> _Data shown_
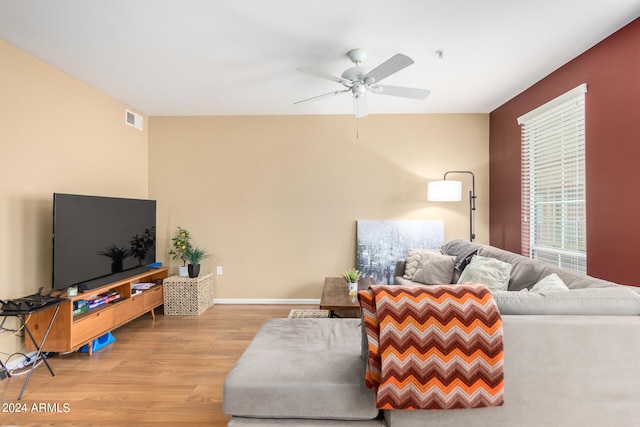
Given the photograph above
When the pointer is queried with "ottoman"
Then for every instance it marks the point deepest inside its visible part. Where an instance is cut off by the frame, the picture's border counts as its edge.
(283, 377)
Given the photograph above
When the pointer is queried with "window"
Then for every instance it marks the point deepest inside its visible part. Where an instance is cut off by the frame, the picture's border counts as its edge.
(553, 182)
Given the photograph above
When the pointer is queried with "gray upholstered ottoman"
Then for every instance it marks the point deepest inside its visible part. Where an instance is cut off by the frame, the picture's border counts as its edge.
(307, 371)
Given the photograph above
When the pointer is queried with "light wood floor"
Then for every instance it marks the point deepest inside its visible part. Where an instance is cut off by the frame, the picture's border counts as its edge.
(164, 371)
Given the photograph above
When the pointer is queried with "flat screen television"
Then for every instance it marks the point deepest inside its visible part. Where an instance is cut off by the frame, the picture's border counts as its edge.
(99, 240)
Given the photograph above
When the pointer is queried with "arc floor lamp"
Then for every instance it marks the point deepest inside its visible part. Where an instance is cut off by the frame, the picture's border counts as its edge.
(451, 191)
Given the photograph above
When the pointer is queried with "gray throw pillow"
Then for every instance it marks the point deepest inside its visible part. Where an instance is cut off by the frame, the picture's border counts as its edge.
(551, 282)
(412, 261)
(488, 271)
(435, 269)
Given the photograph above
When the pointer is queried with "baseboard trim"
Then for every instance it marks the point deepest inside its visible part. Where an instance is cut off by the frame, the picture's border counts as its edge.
(266, 301)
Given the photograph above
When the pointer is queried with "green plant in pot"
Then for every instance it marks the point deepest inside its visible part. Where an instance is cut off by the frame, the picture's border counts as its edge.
(352, 276)
(117, 254)
(181, 245)
(193, 257)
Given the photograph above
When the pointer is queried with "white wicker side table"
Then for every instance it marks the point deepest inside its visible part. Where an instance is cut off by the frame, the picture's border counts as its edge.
(186, 296)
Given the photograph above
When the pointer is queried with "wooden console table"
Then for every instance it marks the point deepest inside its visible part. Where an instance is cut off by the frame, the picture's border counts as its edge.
(69, 332)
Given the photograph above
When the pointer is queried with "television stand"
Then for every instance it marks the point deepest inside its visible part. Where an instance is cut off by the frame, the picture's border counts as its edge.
(69, 332)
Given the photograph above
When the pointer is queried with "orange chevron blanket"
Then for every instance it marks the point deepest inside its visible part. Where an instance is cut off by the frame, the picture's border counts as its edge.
(433, 347)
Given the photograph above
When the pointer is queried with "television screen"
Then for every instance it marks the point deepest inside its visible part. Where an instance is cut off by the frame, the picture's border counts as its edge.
(99, 240)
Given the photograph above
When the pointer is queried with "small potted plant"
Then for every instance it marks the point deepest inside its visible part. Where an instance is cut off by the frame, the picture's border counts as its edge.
(194, 256)
(352, 276)
(117, 255)
(181, 245)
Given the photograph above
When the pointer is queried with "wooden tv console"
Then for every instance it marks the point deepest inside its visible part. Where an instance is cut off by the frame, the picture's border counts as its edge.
(69, 332)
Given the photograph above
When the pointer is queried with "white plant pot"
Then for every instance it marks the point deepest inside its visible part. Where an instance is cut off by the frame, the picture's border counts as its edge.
(353, 288)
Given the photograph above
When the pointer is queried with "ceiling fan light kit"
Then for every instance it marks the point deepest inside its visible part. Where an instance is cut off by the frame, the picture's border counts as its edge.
(358, 80)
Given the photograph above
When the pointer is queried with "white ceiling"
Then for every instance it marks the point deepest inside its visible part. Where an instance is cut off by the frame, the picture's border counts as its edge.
(239, 57)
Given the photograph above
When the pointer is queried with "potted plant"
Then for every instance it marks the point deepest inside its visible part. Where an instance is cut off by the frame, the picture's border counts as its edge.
(141, 244)
(181, 245)
(194, 256)
(117, 255)
(352, 276)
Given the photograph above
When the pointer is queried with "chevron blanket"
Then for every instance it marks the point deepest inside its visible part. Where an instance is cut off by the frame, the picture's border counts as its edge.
(433, 347)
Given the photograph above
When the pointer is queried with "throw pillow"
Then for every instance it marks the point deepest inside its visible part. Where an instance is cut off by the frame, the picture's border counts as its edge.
(435, 269)
(550, 283)
(489, 271)
(413, 261)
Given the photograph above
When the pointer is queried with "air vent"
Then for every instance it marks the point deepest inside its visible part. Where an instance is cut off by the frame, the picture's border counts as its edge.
(133, 119)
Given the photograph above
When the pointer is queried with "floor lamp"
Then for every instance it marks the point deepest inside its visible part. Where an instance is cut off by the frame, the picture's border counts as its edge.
(451, 191)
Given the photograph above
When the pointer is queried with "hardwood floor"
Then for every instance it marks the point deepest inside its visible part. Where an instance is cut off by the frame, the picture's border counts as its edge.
(164, 371)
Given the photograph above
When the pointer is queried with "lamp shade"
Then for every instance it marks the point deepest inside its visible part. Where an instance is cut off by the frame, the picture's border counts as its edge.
(444, 191)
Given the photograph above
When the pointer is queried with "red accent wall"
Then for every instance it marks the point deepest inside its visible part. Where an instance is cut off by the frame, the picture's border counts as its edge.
(611, 70)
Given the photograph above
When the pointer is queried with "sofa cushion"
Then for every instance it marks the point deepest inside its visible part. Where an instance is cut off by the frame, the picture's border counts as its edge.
(435, 268)
(412, 262)
(284, 373)
(525, 272)
(618, 301)
(489, 271)
(550, 283)
(463, 250)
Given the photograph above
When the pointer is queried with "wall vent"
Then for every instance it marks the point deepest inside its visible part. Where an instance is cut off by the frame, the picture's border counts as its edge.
(133, 119)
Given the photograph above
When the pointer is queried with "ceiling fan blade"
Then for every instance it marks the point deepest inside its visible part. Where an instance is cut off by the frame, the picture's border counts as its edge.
(312, 71)
(404, 92)
(392, 65)
(360, 105)
(326, 95)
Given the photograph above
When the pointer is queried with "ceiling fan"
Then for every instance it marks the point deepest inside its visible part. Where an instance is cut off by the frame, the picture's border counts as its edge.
(358, 80)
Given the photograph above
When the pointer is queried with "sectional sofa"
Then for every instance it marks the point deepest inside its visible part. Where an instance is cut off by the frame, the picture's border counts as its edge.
(570, 356)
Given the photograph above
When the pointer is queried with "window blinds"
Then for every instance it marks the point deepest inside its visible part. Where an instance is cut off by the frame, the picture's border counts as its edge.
(553, 182)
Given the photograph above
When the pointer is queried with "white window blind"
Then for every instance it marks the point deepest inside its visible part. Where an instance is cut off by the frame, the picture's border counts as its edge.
(553, 182)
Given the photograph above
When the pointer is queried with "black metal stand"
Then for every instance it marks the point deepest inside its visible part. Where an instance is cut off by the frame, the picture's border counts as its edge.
(20, 315)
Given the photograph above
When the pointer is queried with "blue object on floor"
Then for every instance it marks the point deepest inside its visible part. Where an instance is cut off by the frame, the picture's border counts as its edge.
(99, 343)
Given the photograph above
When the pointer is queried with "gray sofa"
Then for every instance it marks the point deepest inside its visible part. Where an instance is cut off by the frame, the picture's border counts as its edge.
(570, 359)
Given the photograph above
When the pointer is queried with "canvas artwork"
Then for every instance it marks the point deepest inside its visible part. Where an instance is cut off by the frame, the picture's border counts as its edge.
(381, 243)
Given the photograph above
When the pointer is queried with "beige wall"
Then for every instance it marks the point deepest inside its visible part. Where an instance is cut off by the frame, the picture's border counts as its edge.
(57, 135)
(276, 198)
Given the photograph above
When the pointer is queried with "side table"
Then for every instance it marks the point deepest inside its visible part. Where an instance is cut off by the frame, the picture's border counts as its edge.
(187, 296)
(335, 295)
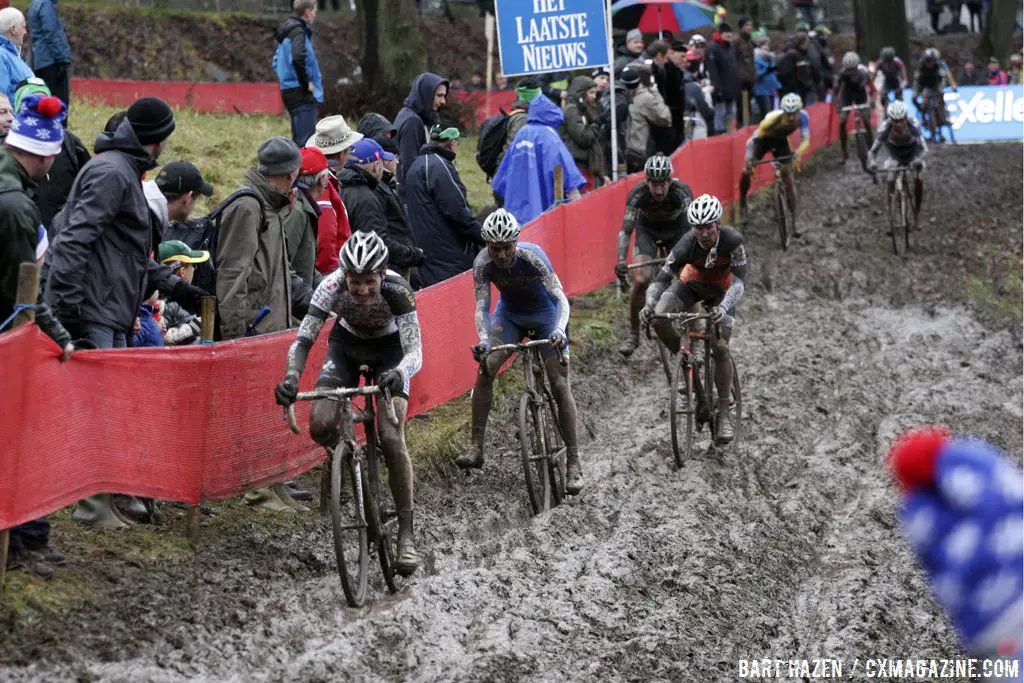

> _Written exercise_
Find every line in the listing above that contains the word "wooden", and copy each of those lines. Case counts.

> _Task result_
When the pointer is queried with "wooden console table"
When the pointer is queried with "wooden tv console"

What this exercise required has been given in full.